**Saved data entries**
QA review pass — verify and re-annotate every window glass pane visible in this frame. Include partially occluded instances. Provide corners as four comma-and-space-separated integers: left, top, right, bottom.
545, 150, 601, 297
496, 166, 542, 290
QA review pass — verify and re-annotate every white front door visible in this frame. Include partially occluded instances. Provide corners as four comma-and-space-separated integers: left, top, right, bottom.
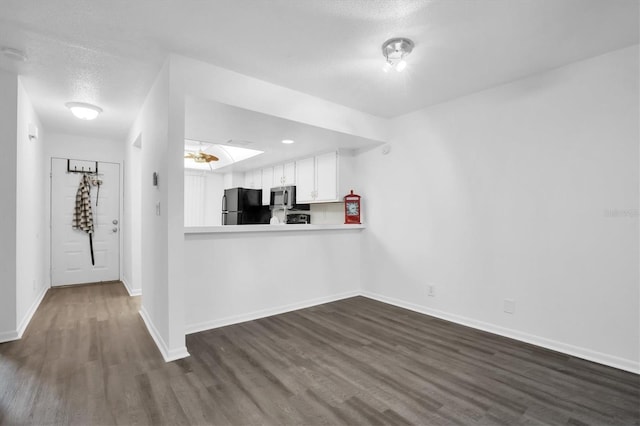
51, 158, 120, 286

**CHALLENGE**
Write out all the items again, switching every "frame" to "shot" and changing nothing else. Leave out the pictures.

**WORKED SOLUTION**
QA review pass — verify and re-annotate every window glass pane visible in this shot. Include partially occluded instances. Provide corners as four comma-and-space-separated integers: left, top, right, bottom.
545, 150, 601, 297
496, 166, 542, 290
QA review pass — verify and re-annotate every white front door visible in this shot. Include partially occluded instances. Provide corners as four comma-and-space-separated integers: left, top, right, bottom.
51, 158, 120, 286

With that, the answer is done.